▸ AIM:
Convert the lines of the listing starting at the line containing "Exercise. Point out the polished" and ending at the line containing "(1230, 689)" into a JSON list of strings, one string per line, with blank lines omitted. Include only those lines.

▸ RECORDS FOR THIS TASK:
------------------------------------
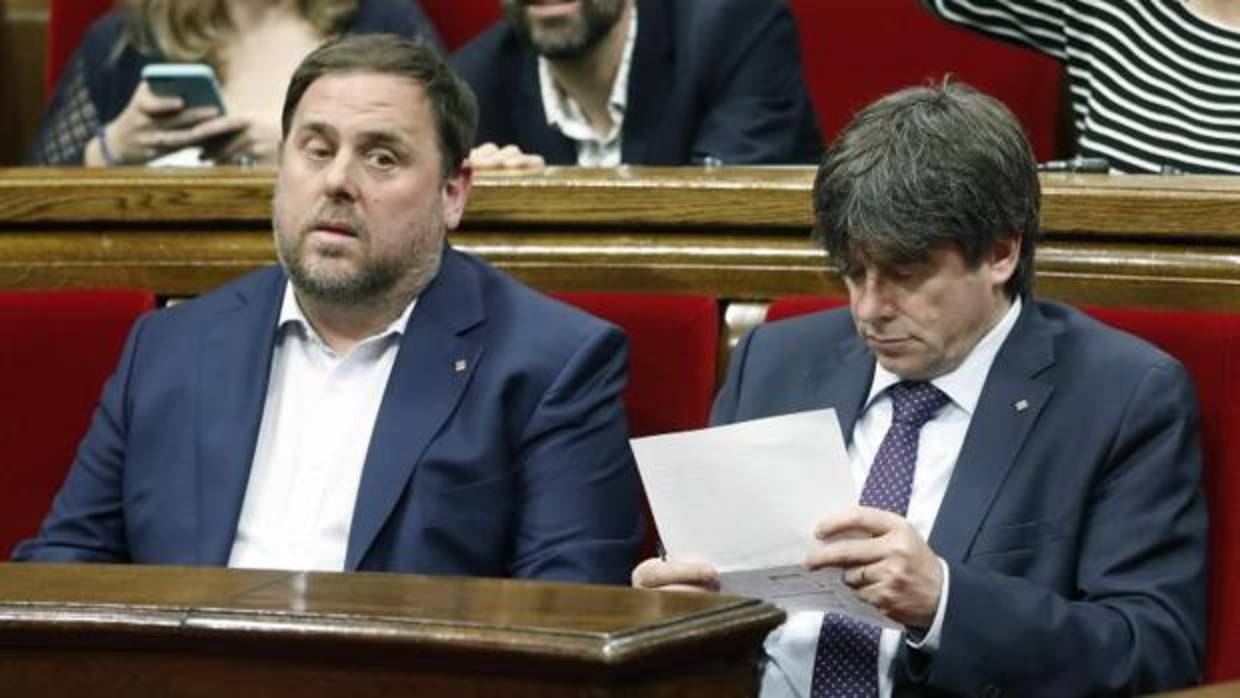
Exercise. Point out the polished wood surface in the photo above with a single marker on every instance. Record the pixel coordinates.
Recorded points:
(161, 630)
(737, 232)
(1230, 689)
------------------------------------
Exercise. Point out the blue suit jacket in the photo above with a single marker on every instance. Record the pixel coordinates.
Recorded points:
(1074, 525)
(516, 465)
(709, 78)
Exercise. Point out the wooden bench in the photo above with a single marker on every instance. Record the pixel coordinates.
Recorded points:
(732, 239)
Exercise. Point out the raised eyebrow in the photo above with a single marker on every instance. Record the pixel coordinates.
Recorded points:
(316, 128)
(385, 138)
------------------------------------
▸ REPLY:
[
  "Exercise. Point out the polished wood surface in the photo above with a single marker on every instance. Record the pixel coordinates.",
  "Recorded points:",
  "(161, 630)",
  "(737, 232)",
  "(1230, 689)"
]